**** QUOTED TEXT
Telangana High Court
Syed Ayub vs The State Of Telangana on 25 April, 2025
THE HON'BLE JUSTICE MOUSHUMI BHATTACHARYA AND THE HON'BLE JUSTICE B.R.MADHUSUDHAN RAO CRIMINAL APPEAL No.300 of 2025 Mr. P. Krishna Prakash, learned counsel appearing for the appellant. Sri M.Ramchandra Reddy, the learned Additional Public Prosecutor appearing for the respondent- State. JUDGMENT:
(Per Hon’ble Justice Moushumi Bhattacharya)
1. The Appeal arises out of a judgment dated 28.01.2025
passed by the Principal District and Sessions Judge, Sangareddy
in S.C.No.182 of 2012 sentencing the appellant to life
imprisonment for an offence punishable under section 302 of The
Indian Penal Code, 1860 (‘IPC‘) and rigorous imprisonment for 6
months for the offence under section 379 of the IPC. The
appellant was the Accused No.2 before the Trial Court.
********
**** GIVEN MATERIAL
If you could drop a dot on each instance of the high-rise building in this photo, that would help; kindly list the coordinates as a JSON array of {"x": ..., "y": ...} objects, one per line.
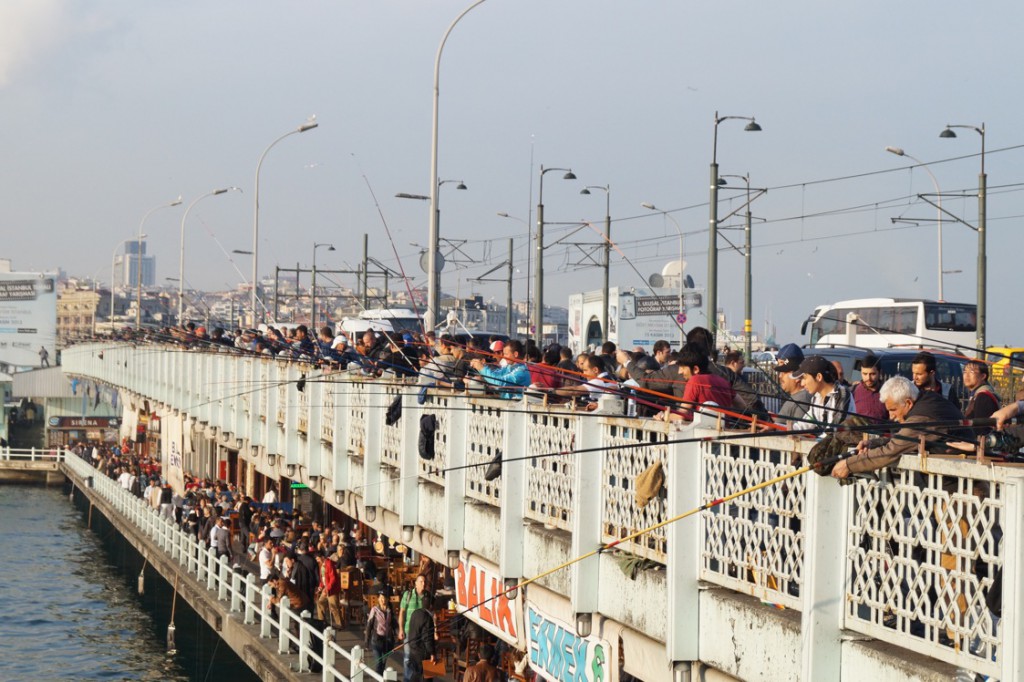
********
▶ **TASK REQUIREMENTS**:
[1] Write out the part of the judgment excerpt above that opens with the words containing "1. The Appeal" and closes with "the Trial Court.".
[2] Using the judgment excerpt, mark each statement yes or no, and quote the words from the judgment excerpt that decide it.
(a) The appellant was Accused No.2 before the Trial Court.
(b) The sentence for the offense under section 379 of the IPC was one year of rigorous imprisonment.
(c) The judgment was written by Justice B.R.Madhusudhan Rao.
[3] According to the judgment excerpt, what does the appeal arise from? Answer in one to three sentences.

▶ **TASK RESPONSES**:
[1]
1. The Appeal arises out of a judgment dated 28.01.2025
passed by the Principal District and Sessions Judge, Sangareddy
in S.C.No.182 of 2012 sentencing the appellant to life
imprisonment for an offence punishable under section 302 of The
Indian Penal Code, 1860 (‘IPC‘) and rigorous imprisonment for 6
months for the offence under section 379 of the IPC. The
appellant was the Accused No.2 before the Trial Court.

[2]
(a) Yes: "The appellant was the Accused No.2 before the Trial Court."
(b) No: "rigorous imprisonment for 6 months for the offence under section 379 of the IPC"
(c) No: "(Per Hon’ble Justice Moushumi Bhattacharya)"

[3] The appeal arises from a judgment dated 28.01.2025 passed by the Principal District and Sessions Judge, Sangareddy, in S.C.No.182 of 2012. That judgment sentenced the appellant to life imprisonment for an offense under section 302 of the IPC and to rigorous imprisonment for 6 months for the offense under section 379 of the IPC.